▶ _TO BE DONE_: Would you retype, word for word, the line with "TARGET = door handle" and every line after it through the end of the records below?

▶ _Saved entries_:
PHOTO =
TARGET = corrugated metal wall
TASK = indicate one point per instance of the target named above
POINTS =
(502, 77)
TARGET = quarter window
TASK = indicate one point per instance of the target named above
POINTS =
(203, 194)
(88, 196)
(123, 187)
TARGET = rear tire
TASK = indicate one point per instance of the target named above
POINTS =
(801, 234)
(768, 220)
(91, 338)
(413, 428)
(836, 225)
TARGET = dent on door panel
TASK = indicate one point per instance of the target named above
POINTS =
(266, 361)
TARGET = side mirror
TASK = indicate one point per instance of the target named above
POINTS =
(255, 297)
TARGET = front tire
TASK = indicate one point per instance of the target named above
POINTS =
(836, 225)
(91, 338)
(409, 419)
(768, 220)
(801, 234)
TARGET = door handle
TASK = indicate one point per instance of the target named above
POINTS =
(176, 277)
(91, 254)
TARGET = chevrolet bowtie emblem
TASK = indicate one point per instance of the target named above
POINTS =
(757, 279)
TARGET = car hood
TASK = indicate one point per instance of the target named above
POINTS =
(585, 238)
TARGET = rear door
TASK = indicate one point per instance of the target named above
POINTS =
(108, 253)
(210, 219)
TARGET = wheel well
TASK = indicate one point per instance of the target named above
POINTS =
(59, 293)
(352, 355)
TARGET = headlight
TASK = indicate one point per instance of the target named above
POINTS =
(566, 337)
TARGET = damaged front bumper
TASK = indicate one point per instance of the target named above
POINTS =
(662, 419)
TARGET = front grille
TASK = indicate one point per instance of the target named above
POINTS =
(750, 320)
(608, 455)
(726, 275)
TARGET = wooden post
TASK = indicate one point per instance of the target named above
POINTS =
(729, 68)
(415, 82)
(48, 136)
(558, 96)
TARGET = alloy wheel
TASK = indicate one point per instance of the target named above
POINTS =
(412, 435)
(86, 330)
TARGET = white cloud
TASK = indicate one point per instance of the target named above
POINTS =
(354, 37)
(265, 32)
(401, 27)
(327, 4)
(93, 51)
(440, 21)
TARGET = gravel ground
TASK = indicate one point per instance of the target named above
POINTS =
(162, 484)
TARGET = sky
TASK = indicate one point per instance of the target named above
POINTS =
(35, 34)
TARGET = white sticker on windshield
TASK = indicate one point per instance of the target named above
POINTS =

▶ _THE RESULT_:
TARGET = door handle
TASK = indicate one point per instance of the target named above
POINTS =
(176, 277)
(91, 254)
TARGET = chevrolet bowtie emblem
TASK = indicate one point per instance of the target named above
POINTS =
(757, 279)
TARGET = car hood
TASK = indicate one point per instance of the target named above
POINTS =
(585, 238)
TARGET = rear door
TASK = indicate one point per instance of the target named above
POINTS =
(108, 253)
(210, 219)
TARGET = wheel well
TASK = indicate one point per instance of the target named above
POINTS =
(59, 293)
(352, 355)
TARGET = headlight
TASK = indicate one point per instance of the target named above
POINTS =
(566, 337)
TARGET = damaged front bumper
TASK = indicate one point per instance of the target named above
POINTS =
(662, 419)
TARGET = front grille
TASK = indicate one point per instance of the target named above
POINTS =
(750, 320)
(608, 455)
(726, 275)
TARGET = wooden post
TASK = indicate one point per instance of the target named above
POINTS =
(729, 68)
(415, 82)
(48, 136)
(558, 96)
TARGET = alloy wheel
TASK = indicate one point per instance of the target named above
POINTS =
(412, 435)
(86, 330)
TARGET = white cloud
TASK = indicate one point per instance of the target named above
POINTS =
(354, 37)
(265, 32)
(401, 27)
(327, 4)
(93, 51)
(440, 21)
TARGET = gravel ground
TASK = indicate one point per instance of the target named above
POINTS =
(162, 484)
TARGET = sky
TASK = indicate one point per instance of the target named above
POINTS =
(35, 34)
TARGET = white sticker on windshield
TASK = indicate one point per instance of the target named above
POINTS =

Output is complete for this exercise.